### Trecho selecionado
O Estado de São Paulo, n. 45188, 07/07/2017. Política, p. A9

 

PF acaba com grupo da Lava Jato em Curitiba 

Ricardo Brandt e Fausto Macedo

07/07/2017

 

 

Investigadores e procuradores criticam decisão e apontam tentativa de desmonte

A Polícia Federal extinguiu ontem o Grupo de Trabalho da Operação Lava Jato, criado em Curitiba em 2014 para atuar exclusivamente nas investigações sobre o esquema de cartel e corrupção na Petrobrás. A medida foi criticada pela força-tarefa do Ministério Público Federal, que pediu a revisão da medida.

Segundo a Polícia Federal, as equipes da Lava Jato e da Operação Carne Fraca – que apura corrupção no Ministério da Agricultura – passarão a integrar a Delegacia de Combate à Corrupção e Desvio de Verbas Públicas (Delecor), que investiga também outros casos.

### Dados

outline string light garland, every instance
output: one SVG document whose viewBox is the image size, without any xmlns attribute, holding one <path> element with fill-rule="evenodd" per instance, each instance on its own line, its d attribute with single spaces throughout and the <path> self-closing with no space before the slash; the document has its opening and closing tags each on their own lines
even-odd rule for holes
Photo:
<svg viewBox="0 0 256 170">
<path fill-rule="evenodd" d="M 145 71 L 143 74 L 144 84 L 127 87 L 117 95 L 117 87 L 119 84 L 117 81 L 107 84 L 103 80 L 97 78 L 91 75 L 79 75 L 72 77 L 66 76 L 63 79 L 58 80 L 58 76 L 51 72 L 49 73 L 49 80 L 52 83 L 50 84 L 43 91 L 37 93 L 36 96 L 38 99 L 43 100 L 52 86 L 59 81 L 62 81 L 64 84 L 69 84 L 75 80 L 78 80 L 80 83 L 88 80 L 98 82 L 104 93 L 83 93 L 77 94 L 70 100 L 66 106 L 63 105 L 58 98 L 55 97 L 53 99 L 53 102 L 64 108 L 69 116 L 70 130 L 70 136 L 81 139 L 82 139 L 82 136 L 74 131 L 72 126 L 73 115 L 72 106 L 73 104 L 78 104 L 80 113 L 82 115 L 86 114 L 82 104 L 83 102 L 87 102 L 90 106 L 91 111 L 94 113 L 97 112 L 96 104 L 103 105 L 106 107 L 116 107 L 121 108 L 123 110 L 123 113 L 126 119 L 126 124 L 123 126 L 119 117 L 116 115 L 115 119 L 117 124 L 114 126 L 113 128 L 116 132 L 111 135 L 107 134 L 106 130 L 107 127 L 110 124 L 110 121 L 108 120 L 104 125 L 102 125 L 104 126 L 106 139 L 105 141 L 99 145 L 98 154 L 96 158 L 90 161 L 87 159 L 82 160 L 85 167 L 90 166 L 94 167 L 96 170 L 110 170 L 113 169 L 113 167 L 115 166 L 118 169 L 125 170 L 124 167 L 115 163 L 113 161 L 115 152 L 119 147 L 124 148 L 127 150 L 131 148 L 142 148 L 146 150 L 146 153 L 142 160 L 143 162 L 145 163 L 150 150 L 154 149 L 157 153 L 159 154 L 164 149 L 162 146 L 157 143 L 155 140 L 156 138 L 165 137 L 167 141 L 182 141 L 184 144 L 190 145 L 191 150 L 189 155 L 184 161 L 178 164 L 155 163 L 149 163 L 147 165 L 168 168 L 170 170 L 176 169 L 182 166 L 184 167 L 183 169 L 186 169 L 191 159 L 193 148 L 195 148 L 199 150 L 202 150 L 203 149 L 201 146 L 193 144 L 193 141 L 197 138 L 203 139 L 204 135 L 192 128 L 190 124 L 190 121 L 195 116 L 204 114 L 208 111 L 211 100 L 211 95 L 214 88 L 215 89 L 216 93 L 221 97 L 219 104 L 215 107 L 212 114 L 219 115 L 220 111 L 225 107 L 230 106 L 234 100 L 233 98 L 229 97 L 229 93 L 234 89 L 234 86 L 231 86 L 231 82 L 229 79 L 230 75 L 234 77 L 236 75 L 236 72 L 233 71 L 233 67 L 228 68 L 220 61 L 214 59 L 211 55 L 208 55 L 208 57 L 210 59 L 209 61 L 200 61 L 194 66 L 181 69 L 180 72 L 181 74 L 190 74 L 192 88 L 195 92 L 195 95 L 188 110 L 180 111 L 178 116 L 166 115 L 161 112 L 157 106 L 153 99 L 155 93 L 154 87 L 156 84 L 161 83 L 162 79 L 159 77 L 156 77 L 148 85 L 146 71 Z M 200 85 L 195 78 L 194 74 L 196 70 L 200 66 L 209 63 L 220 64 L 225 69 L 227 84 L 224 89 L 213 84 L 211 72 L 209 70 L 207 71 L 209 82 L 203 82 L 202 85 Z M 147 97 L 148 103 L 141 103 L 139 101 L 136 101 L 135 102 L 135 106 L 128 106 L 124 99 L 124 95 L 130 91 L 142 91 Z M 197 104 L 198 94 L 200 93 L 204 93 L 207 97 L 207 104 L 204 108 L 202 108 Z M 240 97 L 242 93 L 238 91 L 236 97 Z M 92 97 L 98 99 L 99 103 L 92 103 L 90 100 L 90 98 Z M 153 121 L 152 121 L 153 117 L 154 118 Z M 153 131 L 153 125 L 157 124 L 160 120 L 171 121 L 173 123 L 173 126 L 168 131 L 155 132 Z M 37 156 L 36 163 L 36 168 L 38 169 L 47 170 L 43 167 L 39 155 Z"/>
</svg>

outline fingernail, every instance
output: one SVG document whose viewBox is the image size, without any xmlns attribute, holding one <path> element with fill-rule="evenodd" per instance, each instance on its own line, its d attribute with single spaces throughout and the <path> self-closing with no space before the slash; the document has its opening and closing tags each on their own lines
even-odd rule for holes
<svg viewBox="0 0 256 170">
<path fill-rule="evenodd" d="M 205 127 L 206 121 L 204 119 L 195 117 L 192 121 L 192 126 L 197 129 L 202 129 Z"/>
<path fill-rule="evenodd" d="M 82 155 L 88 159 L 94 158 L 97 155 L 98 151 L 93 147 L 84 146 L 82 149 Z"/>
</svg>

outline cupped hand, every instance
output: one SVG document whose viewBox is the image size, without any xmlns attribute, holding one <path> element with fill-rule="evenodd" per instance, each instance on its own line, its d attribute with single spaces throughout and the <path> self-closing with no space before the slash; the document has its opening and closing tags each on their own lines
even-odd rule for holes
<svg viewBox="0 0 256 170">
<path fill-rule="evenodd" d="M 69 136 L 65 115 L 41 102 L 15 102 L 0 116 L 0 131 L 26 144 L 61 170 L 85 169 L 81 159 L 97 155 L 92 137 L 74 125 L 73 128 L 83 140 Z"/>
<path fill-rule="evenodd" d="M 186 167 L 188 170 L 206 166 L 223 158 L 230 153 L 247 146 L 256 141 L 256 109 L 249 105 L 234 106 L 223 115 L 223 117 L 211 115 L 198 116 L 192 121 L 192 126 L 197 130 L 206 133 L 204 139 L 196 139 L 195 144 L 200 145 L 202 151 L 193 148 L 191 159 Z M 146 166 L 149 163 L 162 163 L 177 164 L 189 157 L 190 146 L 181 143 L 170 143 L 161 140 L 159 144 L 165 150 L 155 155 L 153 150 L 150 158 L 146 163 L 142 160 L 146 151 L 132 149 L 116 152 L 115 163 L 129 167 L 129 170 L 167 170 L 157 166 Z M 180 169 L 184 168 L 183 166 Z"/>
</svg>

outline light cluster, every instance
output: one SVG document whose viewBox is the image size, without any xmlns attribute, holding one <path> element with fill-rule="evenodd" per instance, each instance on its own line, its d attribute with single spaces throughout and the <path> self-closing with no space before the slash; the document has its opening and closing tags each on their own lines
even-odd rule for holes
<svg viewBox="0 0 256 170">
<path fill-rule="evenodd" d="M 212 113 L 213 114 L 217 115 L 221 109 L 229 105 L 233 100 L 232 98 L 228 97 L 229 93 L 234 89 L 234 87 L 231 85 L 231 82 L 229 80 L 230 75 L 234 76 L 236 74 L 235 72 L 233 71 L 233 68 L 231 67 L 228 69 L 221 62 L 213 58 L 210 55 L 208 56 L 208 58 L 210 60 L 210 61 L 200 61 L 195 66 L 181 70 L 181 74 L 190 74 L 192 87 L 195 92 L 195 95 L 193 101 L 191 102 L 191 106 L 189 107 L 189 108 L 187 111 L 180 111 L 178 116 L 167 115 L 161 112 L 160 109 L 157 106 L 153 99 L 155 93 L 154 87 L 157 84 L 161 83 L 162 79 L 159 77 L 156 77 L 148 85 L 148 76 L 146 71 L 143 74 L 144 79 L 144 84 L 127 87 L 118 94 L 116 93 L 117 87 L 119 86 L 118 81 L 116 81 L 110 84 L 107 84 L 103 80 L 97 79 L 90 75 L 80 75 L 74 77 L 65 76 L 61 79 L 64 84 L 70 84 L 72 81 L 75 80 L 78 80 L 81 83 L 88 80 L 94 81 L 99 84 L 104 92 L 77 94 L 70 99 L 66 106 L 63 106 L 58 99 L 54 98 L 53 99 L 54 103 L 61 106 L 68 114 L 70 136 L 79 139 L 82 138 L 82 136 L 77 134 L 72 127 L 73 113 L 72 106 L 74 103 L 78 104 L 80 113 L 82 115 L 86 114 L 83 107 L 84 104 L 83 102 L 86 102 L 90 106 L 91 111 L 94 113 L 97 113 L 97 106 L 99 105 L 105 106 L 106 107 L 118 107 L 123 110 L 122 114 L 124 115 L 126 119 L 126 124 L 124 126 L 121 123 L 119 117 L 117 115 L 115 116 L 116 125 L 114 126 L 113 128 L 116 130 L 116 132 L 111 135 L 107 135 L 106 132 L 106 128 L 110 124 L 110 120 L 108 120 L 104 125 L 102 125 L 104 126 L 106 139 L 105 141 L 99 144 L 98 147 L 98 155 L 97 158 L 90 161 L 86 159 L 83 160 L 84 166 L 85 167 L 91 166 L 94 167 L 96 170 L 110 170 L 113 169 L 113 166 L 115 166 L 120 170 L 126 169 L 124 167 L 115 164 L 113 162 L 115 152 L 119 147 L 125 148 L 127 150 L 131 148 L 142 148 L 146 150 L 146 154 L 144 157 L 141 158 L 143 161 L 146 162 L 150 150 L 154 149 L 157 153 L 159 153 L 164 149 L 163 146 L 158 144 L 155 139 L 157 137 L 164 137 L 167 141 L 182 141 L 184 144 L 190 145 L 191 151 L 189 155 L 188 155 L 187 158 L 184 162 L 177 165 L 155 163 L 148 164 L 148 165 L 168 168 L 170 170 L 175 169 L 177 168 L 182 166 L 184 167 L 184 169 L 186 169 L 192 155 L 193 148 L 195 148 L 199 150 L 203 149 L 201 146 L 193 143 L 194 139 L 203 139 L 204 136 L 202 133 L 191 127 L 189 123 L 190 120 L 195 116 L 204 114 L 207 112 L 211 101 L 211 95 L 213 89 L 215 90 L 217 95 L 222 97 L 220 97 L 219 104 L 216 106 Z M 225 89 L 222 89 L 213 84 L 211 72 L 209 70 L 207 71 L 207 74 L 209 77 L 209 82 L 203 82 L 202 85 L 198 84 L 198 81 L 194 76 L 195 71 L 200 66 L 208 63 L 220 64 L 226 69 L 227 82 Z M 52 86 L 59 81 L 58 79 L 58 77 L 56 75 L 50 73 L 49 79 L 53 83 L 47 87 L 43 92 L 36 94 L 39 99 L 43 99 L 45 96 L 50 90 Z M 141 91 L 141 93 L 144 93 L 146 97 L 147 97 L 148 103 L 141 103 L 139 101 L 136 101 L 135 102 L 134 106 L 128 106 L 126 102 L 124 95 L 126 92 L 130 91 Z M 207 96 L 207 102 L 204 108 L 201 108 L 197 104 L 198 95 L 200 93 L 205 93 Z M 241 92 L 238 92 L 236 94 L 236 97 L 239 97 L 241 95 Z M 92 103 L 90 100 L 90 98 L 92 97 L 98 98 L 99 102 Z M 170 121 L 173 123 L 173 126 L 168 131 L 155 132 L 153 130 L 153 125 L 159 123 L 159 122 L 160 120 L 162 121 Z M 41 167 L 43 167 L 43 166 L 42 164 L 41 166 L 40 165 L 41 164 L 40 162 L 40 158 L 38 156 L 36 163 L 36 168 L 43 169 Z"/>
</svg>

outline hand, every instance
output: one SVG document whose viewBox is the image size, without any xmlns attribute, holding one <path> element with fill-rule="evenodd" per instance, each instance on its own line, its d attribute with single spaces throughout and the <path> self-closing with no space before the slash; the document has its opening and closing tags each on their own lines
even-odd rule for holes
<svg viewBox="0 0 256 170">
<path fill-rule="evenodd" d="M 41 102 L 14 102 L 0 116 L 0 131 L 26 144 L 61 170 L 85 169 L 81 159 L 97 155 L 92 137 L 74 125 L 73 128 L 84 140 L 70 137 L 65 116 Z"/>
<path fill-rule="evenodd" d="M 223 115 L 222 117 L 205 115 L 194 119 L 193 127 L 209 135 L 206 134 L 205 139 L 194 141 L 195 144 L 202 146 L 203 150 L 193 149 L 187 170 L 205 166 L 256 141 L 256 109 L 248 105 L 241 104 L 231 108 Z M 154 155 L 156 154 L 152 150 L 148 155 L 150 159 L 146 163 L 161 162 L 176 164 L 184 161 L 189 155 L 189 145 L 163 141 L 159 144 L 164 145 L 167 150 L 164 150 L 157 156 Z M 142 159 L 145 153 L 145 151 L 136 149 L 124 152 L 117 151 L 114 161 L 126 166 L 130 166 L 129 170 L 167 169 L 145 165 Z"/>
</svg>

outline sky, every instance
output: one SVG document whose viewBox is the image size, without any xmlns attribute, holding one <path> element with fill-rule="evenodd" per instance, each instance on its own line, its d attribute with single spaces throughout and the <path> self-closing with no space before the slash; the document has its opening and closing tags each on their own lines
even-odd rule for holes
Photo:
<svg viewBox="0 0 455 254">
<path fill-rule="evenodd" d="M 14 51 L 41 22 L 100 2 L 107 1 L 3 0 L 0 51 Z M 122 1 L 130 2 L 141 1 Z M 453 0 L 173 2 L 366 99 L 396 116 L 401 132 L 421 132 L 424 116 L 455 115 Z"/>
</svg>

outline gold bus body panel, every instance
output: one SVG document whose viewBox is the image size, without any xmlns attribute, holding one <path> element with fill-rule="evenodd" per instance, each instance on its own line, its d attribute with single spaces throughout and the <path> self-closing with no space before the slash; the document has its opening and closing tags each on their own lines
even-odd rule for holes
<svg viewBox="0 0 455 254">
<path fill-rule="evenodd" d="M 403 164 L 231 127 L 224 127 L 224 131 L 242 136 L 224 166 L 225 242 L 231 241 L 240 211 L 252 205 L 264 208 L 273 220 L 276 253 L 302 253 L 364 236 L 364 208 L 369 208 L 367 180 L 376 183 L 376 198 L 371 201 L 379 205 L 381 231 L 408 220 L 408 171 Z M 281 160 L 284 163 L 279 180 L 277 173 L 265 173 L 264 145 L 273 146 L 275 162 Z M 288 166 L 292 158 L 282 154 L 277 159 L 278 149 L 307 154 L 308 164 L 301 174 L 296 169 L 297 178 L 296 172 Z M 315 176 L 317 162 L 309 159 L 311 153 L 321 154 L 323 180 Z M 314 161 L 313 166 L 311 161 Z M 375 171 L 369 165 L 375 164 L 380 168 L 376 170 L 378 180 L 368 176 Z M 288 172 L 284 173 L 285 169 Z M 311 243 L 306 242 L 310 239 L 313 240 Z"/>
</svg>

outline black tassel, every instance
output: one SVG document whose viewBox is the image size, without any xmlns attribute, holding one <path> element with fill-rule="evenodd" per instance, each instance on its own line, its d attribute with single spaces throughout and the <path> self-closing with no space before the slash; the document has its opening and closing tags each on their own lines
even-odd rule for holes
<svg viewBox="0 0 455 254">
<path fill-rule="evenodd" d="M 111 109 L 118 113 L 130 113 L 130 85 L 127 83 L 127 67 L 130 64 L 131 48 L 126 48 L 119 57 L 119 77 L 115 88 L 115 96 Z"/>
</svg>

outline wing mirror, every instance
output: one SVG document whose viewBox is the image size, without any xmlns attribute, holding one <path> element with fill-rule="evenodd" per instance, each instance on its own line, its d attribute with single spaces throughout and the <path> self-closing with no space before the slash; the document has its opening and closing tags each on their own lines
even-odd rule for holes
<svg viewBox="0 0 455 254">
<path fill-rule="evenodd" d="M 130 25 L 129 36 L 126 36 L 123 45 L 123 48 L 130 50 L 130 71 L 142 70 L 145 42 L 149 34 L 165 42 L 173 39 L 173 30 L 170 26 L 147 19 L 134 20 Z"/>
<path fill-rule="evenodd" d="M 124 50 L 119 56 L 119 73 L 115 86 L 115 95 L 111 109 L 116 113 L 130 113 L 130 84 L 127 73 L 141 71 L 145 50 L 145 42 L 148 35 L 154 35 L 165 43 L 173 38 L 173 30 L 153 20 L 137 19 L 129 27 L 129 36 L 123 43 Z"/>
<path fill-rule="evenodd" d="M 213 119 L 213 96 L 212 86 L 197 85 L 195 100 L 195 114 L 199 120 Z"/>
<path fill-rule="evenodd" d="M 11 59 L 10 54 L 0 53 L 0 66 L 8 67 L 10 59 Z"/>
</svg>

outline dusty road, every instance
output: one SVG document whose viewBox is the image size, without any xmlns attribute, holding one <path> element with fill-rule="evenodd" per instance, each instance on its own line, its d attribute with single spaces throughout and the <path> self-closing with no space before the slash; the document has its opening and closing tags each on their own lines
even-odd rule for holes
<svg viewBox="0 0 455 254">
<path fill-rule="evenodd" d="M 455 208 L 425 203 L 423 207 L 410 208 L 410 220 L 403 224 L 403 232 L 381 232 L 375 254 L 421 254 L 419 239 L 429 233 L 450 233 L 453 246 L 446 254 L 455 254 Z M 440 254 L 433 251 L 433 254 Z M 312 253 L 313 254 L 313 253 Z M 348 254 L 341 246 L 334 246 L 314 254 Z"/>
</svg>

### Questão proposta 1
No trecho sobre o fim do grupo da Lava Jato, em que ano o Grupo de Trabalho da operação foi criado em Curitiba?
### Questão proposta 2
Retome o trecho sobre o fim do grupo da Lava Jato a partir do ponto em que ele para.
Esses dados não têm nenhuma relação com o trecho selecionado.

### Resposta do exercício 1
Em 2014.

### Resposta do exercício 2
Em nota oficial, a PF afirmou que a fusão das equipes visa a “priorizar ainda mais as investigações de maior potencial de dano ao erário”. O texto destaca que a medida “permite o aumento do efetivo especializado no combate à corrupção e à lavagem de dinheiro e facilita o intercâmbio de informações”.

Inquéritos da Operação Lava Jato poderão ser distribuídos para outros integrantes da Delecor, que tem 84 pessoas, sendo 16 delegados. “Em nenhum momento o grupo da Lava Jato foi extinto. Pelo contrário, ele foi aumentado”, disse o superintendente da PF no Paraná, Rosalvo Ferreira Franco.

A decisão, porém, foi recebida por investigadores como parte de um “desmonte” orquestrado pelo governo para enfraquecer as apurações. Desde o início do ano, a equipe teve o número de delegados reduzido de 9 para 4. Filipe Hille Pace, Renata da Silva Rodrigues, Dante Pegoraro Lemos e Ivan Ziolkowski passarão a ser chefiados pelo novo chefe da Delecor, delegado Felipe Hayashi, que integrou a primeira equipe de investigações da Lava Jato em 2014.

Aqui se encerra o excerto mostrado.